**RECORDS SHOWN**
Content starts
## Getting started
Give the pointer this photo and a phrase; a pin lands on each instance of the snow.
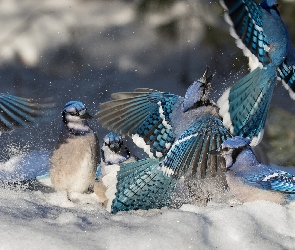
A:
(41, 219)
(110, 50)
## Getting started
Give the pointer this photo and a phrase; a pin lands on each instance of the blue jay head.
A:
(198, 93)
(113, 141)
(231, 148)
(270, 4)
(74, 115)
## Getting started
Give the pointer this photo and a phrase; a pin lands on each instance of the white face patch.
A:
(268, 177)
(253, 60)
(256, 140)
(161, 112)
(141, 143)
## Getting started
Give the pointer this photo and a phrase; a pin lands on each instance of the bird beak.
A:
(214, 152)
(86, 116)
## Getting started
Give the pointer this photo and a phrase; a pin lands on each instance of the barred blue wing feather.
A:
(276, 181)
(245, 19)
(189, 154)
(18, 111)
(145, 116)
(245, 105)
(141, 185)
(286, 73)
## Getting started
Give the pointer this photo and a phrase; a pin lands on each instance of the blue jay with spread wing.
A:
(176, 132)
(19, 112)
(75, 158)
(250, 180)
(261, 33)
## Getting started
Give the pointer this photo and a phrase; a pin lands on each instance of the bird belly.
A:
(73, 165)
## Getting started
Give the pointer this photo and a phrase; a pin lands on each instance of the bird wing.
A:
(245, 105)
(189, 154)
(245, 20)
(144, 115)
(17, 111)
(275, 180)
(138, 185)
(286, 73)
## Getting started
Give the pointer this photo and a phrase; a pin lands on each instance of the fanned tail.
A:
(189, 154)
(139, 185)
(18, 111)
(245, 105)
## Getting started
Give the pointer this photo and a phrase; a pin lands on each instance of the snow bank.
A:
(29, 218)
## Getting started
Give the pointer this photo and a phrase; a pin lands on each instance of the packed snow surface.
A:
(48, 220)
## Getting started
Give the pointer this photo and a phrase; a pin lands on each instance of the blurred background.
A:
(87, 49)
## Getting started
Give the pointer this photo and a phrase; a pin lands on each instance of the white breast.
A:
(73, 164)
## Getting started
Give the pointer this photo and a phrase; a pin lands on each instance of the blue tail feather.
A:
(189, 155)
(18, 111)
(141, 185)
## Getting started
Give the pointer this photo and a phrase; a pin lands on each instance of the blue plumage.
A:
(246, 175)
(142, 185)
(260, 32)
(177, 131)
(18, 111)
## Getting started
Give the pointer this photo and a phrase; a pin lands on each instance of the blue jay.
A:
(75, 158)
(250, 180)
(260, 32)
(113, 152)
(19, 112)
(176, 132)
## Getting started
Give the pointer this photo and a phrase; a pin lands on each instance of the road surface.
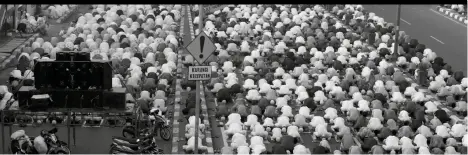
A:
(445, 36)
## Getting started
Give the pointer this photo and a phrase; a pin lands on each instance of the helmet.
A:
(44, 133)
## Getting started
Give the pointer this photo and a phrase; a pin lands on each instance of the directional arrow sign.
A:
(201, 47)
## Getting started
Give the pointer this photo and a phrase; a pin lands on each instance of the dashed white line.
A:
(453, 20)
(437, 40)
(380, 7)
(405, 21)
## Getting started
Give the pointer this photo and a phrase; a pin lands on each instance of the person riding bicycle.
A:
(20, 142)
(40, 142)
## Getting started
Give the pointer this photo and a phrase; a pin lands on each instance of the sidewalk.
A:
(6, 49)
(452, 14)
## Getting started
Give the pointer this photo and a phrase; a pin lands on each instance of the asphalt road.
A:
(442, 34)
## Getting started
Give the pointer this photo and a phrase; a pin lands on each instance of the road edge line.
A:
(177, 95)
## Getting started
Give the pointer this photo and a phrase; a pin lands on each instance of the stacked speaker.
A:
(74, 81)
(73, 70)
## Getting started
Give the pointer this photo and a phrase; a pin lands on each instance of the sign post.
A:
(201, 49)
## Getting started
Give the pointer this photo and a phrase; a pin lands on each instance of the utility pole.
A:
(197, 106)
(15, 15)
(397, 32)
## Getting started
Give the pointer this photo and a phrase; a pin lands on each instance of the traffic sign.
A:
(199, 72)
(201, 47)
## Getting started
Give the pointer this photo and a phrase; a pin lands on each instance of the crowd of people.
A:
(301, 60)
(297, 61)
(460, 9)
(139, 40)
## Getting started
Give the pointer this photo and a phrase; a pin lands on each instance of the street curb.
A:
(17, 51)
(73, 9)
(450, 14)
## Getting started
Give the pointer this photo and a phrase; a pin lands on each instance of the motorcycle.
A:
(122, 145)
(54, 145)
(152, 127)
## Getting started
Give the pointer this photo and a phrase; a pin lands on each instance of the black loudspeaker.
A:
(115, 99)
(73, 56)
(80, 75)
(83, 56)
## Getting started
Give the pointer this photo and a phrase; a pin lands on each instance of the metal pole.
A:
(3, 131)
(68, 126)
(397, 32)
(15, 12)
(197, 103)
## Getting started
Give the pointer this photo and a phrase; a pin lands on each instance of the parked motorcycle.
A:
(54, 145)
(122, 145)
(151, 126)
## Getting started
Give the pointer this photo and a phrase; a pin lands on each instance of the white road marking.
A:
(437, 40)
(405, 21)
(380, 7)
(447, 17)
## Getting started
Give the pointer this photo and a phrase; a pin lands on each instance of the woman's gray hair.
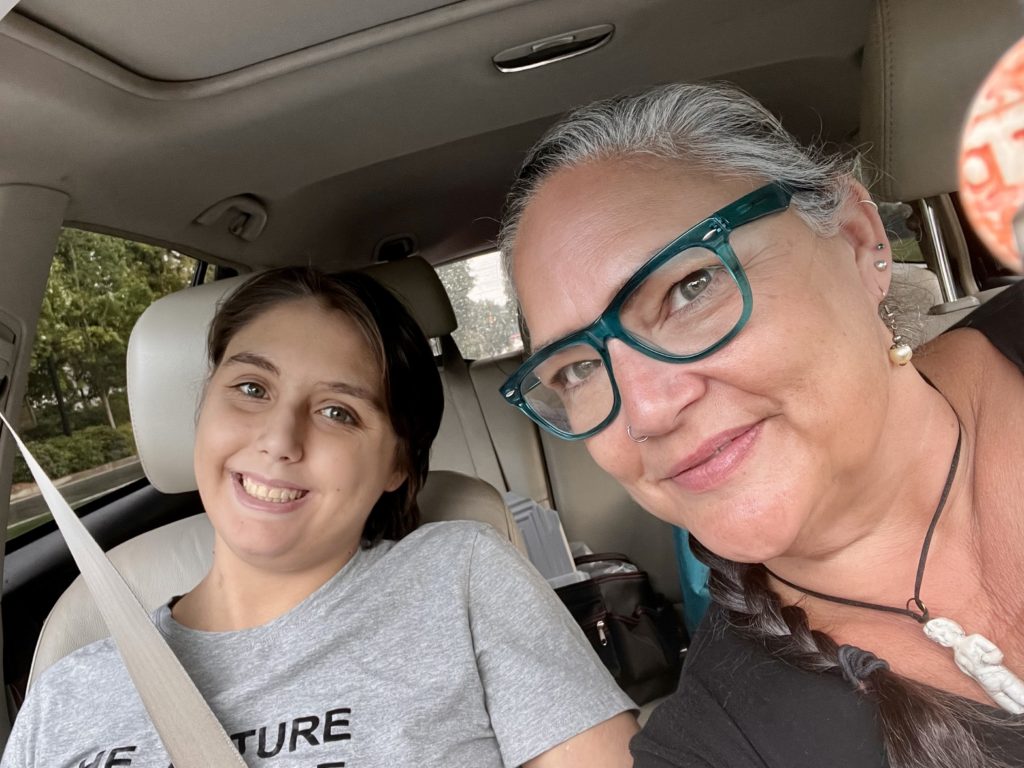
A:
(712, 128)
(719, 130)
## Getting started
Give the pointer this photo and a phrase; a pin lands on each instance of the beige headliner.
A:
(400, 127)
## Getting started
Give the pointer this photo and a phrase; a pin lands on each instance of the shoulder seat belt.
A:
(190, 732)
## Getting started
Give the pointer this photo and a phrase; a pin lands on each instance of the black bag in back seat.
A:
(635, 630)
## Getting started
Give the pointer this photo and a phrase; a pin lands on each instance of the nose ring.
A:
(629, 431)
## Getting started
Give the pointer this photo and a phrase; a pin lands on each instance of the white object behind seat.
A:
(172, 559)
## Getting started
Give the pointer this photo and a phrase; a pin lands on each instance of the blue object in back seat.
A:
(692, 579)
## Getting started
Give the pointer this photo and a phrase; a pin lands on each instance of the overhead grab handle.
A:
(554, 48)
(248, 216)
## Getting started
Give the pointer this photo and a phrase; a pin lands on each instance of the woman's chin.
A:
(748, 532)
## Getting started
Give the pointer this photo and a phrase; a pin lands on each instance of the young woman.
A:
(331, 630)
(710, 307)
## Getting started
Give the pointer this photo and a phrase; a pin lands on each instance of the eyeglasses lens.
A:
(685, 306)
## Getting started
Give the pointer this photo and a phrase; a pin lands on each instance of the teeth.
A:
(269, 494)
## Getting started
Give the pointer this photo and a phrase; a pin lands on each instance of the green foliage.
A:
(86, 449)
(486, 329)
(97, 288)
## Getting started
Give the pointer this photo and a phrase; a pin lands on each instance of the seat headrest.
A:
(419, 288)
(167, 364)
(923, 62)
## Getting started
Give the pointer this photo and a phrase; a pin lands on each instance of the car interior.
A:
(384, 137)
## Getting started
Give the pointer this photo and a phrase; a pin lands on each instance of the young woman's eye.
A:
(251, 389)
(338, 414)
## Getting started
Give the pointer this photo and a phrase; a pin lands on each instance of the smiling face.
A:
(752, 446)
(293, 445)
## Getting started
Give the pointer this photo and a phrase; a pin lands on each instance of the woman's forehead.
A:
(588, 228)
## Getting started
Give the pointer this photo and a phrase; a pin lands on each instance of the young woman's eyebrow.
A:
(341, 387)
(251, 358)
(353, 390)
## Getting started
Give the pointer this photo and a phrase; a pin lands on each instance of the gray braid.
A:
(922, 726)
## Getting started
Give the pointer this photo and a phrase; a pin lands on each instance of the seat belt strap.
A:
(481, 448)
(190, 732)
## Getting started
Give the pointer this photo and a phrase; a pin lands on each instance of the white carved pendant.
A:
(981, 659)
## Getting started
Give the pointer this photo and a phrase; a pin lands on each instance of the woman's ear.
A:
(397, 477)
(862, 228)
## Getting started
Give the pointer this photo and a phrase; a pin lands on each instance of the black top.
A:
(739, 707)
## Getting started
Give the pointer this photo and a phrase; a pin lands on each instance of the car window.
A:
(903, 228)
(483, 306)
(75, 416)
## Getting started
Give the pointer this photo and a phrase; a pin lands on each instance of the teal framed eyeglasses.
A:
(684, 303)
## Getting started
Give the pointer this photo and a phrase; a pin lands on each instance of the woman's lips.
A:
(711, 465)
(264, 495)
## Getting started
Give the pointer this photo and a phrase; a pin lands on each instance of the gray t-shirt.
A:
(445, 648)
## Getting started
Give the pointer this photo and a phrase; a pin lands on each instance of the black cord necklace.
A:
(921, 614)
(975, 655)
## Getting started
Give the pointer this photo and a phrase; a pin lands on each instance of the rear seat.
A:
(594, 508)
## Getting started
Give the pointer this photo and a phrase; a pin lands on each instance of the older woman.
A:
(708, 304)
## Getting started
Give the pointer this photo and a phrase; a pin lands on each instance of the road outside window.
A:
(75, 417)
(483, 306)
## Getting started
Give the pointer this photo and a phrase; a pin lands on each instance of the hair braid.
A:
(922, 726)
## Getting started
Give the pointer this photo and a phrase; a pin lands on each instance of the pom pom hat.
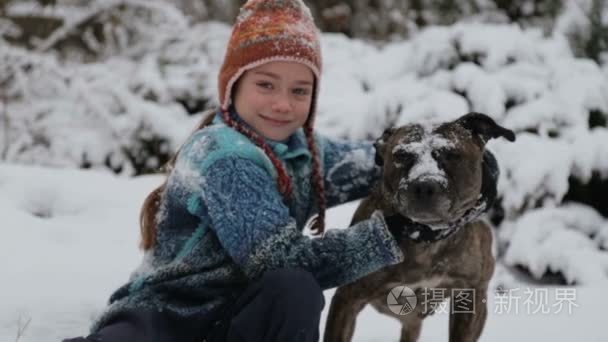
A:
(267, 31)
(275, 31)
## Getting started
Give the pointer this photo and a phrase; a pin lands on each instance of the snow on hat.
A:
(267, 31)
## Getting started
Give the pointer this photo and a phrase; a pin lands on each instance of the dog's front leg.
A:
(342, 315)
(467, 325)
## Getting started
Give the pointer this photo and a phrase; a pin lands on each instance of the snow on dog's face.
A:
(433, 174)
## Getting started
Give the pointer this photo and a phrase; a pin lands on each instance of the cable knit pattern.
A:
(223, 223)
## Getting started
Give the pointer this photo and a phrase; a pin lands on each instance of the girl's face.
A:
(275, 98)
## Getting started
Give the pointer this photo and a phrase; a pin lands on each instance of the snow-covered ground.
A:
(69, 238)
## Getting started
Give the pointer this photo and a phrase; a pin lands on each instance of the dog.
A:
(432, 175)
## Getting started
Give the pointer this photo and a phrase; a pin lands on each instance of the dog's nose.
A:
(425, 190)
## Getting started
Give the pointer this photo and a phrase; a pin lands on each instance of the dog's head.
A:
(433, 174)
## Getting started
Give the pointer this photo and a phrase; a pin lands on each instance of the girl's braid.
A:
(318, 222)
(283, 181)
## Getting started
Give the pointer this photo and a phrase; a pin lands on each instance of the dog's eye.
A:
(448, 156)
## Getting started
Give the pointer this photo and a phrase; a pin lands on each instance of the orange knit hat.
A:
(266, 31)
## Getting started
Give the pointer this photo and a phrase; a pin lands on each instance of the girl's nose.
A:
(282, 104)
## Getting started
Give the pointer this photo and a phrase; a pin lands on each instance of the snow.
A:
(426, 167)
(59, 270)
(70, 237)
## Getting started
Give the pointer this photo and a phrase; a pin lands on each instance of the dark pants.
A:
(284, 305)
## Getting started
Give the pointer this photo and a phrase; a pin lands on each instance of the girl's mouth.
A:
(275, 122)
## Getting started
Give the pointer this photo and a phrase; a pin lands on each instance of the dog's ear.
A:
(485, 127)
(380, 143)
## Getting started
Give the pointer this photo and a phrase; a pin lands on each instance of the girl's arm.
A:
(349, 169)
(254, 226)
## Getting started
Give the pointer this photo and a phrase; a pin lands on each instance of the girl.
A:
(225, 257)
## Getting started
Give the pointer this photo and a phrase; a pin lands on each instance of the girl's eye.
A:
(301, 91)
(265, 85)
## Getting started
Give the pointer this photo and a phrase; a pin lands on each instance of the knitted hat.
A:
(267, 31)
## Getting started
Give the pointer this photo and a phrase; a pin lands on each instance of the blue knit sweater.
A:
(222, 223)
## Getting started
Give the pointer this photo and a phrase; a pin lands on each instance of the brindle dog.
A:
(431, 175)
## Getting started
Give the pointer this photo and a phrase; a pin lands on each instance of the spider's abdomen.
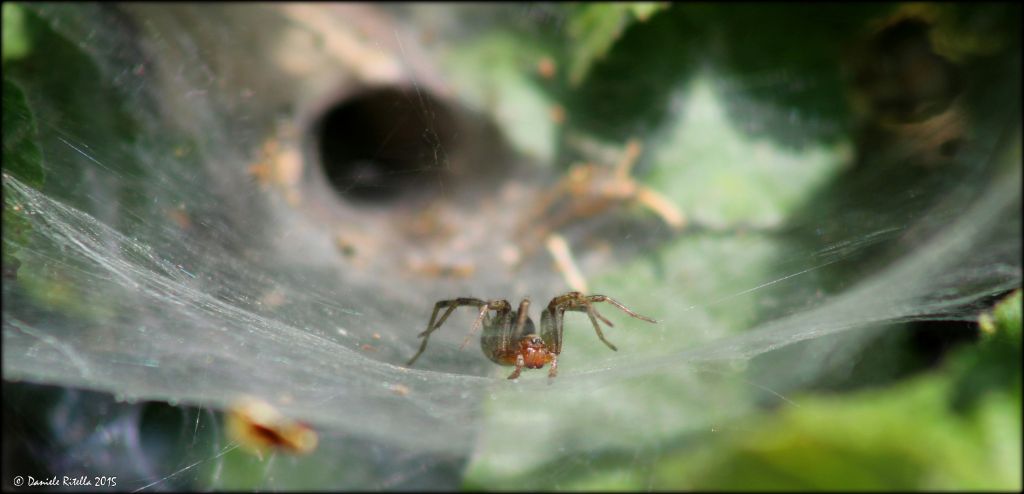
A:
(501, 343)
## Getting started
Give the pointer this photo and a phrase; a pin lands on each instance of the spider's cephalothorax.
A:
(510, 337)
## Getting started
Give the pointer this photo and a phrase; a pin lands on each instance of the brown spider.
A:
(509, 336)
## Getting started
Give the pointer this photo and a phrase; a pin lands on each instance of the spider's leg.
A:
(597, 327)
(603, 298)
(431, 327)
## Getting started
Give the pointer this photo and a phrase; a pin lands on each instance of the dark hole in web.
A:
(385, 143)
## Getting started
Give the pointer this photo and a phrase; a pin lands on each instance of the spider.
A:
(510, 337)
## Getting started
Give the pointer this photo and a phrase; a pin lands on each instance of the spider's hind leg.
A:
(431, 327)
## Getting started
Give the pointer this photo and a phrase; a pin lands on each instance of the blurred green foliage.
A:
(744, 131)
(595, 28)
(906, 437)
(15, 43)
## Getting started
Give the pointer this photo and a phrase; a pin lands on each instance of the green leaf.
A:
(16, 42)
(494, 75)
(903, 438)
(22, 157)
(594, 29)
Content ends
**TASK PROMPT**
Look for the string "dark" in the listing above and copy every line holding it.

**RESULT**
Give the pointer this photo and a phrase; a pin lands on each instance of the dark pants.
Give the pointer this photo and a phrase; a pin lands on each instance of the dark hole in web.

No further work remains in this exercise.